__DATA EXTRACT__
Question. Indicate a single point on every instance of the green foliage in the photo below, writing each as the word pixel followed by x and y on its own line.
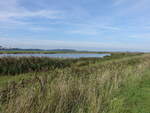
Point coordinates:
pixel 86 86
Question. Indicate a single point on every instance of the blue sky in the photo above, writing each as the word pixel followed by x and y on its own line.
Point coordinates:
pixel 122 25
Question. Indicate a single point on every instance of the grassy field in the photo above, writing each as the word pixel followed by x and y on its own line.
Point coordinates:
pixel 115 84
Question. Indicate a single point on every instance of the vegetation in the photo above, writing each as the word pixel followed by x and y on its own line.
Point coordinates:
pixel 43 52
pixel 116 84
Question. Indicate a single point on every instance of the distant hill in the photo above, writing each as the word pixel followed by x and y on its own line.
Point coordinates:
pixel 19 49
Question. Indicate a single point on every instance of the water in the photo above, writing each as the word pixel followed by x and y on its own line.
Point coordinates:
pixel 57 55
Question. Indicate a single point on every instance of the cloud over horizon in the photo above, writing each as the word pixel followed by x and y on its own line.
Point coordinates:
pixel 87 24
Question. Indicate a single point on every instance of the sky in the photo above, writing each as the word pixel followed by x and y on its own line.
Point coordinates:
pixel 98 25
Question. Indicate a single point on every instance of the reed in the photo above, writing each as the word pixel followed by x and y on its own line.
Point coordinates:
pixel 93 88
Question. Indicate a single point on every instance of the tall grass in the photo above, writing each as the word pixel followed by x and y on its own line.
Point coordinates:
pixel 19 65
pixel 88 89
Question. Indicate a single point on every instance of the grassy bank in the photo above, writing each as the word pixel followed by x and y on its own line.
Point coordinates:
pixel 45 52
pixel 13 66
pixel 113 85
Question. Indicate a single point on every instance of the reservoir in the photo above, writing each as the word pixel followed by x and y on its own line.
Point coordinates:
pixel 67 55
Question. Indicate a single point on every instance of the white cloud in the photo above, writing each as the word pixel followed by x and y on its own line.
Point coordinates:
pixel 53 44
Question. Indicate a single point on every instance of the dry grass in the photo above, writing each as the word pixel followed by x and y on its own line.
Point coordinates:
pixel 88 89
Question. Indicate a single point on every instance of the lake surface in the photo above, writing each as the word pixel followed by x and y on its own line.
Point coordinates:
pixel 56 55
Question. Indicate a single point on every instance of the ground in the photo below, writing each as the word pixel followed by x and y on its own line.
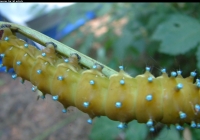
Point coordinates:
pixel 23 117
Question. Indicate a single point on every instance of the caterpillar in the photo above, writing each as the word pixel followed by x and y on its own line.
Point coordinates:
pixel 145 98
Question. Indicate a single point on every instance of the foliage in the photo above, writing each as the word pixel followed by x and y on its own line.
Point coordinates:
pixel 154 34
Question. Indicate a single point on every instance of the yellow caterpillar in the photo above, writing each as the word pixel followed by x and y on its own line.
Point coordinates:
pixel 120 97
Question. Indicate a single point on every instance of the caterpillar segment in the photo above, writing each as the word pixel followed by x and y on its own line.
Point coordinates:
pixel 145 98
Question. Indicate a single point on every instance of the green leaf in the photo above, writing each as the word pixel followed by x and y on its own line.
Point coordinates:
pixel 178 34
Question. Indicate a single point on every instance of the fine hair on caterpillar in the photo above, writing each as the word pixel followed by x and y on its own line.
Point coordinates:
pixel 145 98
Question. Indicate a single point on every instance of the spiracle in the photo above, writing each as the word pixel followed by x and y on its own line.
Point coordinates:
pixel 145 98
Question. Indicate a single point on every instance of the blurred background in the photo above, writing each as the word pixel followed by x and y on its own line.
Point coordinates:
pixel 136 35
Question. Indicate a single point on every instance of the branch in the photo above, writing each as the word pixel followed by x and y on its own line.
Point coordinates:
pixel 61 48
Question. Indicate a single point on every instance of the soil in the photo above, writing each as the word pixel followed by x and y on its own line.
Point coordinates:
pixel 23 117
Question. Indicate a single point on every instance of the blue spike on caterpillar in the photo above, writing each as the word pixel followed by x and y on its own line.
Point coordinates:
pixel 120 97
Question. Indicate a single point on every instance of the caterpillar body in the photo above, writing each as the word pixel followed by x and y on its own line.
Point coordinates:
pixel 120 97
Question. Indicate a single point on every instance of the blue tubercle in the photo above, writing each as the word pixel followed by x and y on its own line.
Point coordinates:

==

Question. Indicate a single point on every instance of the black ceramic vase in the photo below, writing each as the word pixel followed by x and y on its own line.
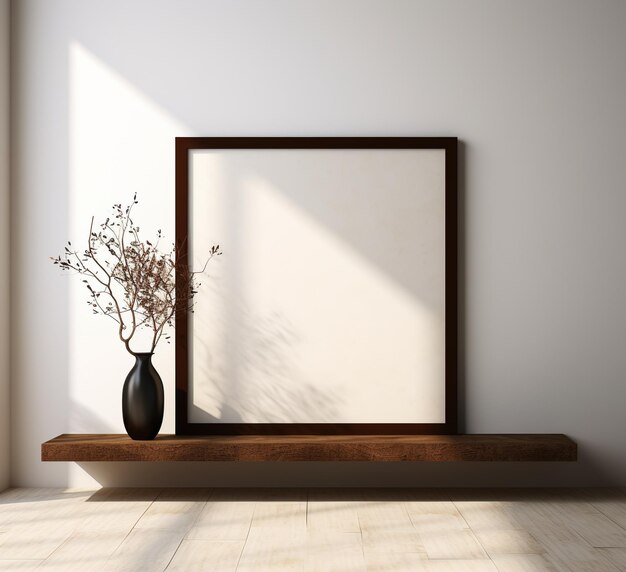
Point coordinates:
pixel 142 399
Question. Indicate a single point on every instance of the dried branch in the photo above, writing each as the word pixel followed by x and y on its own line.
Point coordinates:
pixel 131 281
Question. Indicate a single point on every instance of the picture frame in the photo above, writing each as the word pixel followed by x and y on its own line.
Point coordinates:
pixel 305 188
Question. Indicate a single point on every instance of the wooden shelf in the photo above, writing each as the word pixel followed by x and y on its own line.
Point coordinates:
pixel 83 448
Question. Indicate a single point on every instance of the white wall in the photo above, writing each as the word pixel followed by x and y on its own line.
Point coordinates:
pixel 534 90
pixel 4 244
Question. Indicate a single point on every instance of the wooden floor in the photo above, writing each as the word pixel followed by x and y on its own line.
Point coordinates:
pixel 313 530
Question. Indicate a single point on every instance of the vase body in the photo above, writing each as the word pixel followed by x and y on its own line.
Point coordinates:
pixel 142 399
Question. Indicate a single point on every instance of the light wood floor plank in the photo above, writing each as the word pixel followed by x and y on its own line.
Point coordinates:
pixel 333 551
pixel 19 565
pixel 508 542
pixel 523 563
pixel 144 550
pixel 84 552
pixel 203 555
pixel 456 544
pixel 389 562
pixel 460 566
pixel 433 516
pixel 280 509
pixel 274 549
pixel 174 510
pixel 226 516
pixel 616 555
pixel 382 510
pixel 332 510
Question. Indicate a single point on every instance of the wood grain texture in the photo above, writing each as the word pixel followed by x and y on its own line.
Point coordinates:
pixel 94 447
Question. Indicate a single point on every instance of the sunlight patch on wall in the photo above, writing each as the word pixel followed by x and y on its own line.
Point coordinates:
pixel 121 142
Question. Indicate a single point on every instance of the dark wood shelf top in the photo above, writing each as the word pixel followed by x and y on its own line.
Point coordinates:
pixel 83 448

...

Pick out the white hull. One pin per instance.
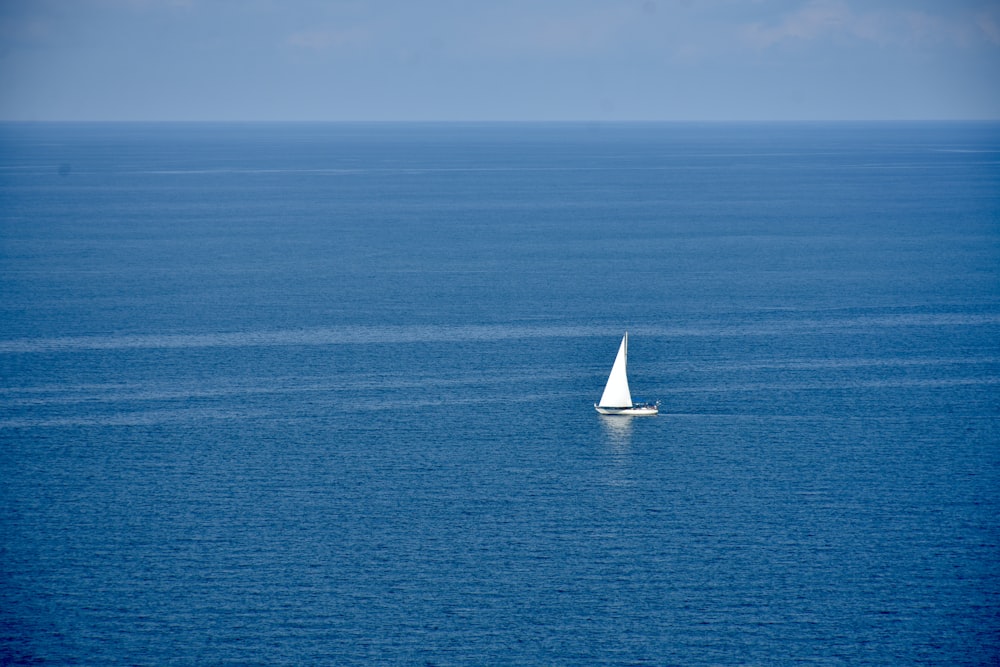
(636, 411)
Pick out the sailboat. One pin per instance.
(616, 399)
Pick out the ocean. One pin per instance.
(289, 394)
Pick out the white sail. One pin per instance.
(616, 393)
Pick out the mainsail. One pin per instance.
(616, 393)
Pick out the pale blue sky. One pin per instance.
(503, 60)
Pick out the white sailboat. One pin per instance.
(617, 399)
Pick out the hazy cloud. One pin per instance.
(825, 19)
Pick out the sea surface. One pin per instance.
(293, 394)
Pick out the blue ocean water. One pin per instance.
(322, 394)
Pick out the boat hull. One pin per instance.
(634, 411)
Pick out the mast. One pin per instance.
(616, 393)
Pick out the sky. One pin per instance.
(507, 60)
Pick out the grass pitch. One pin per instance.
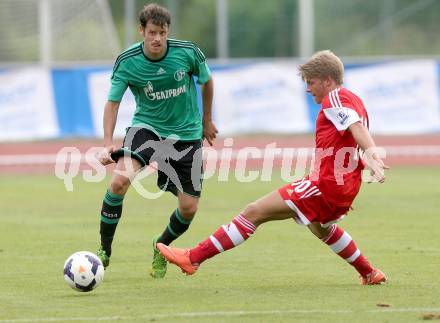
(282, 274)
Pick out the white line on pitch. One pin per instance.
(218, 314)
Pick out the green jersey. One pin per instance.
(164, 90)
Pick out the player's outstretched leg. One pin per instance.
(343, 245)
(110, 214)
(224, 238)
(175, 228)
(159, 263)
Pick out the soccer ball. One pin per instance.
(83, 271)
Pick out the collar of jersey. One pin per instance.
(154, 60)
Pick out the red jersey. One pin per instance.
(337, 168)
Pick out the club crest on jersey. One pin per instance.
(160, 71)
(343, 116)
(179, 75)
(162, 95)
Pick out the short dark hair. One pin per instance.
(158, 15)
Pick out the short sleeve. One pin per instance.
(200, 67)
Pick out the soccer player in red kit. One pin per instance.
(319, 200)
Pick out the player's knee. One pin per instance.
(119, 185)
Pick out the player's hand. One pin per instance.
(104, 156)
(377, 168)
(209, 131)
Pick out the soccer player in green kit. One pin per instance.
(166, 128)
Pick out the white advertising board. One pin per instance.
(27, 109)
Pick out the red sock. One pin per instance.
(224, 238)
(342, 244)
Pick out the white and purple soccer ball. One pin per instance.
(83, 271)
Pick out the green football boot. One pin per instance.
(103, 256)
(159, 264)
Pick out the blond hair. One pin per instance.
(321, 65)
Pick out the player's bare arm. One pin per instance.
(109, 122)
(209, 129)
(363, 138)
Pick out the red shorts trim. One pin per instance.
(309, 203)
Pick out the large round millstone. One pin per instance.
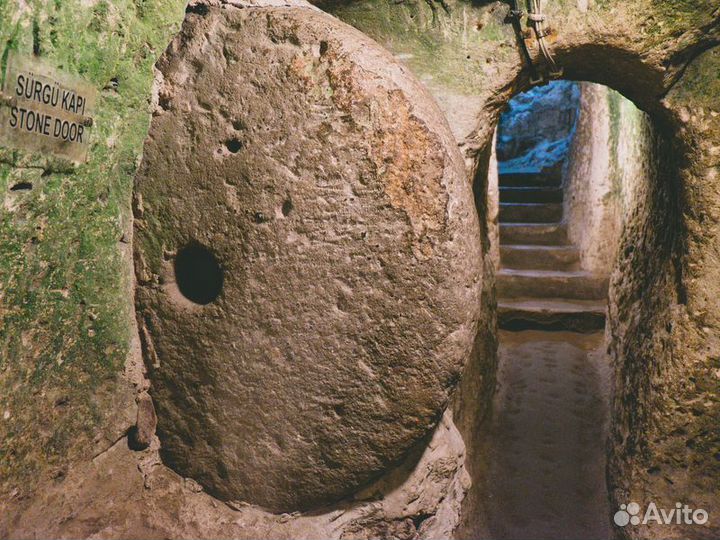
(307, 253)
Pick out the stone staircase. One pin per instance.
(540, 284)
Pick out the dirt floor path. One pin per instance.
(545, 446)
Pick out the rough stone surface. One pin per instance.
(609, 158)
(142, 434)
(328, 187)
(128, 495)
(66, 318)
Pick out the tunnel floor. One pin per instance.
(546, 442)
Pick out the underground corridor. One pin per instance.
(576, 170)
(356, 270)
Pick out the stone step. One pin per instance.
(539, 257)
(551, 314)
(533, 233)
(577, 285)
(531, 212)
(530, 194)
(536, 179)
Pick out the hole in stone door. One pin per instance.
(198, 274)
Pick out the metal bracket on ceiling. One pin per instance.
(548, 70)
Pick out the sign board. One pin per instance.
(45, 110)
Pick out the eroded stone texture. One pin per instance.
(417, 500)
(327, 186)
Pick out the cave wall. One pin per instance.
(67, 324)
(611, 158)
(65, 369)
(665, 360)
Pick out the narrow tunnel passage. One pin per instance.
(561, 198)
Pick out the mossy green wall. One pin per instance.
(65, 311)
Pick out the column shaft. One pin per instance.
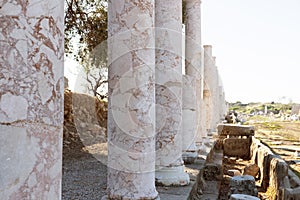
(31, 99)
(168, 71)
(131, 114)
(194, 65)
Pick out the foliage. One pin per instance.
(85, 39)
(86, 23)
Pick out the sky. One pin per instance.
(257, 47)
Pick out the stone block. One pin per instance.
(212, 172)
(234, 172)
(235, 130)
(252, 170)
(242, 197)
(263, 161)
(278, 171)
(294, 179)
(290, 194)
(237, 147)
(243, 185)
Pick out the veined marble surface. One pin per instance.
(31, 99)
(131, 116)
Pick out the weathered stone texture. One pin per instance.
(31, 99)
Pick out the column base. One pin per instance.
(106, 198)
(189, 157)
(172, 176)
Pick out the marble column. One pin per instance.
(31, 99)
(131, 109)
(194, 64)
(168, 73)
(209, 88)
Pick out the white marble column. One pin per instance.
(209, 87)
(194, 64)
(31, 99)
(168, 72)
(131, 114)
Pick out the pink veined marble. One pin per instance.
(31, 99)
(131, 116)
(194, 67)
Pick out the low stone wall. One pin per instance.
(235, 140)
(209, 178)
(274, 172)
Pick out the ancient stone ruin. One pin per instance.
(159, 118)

__WORK REQUEST__
In the listing, how many lines have the word "shelf"? Write only that number.

__TASK RESULT__
2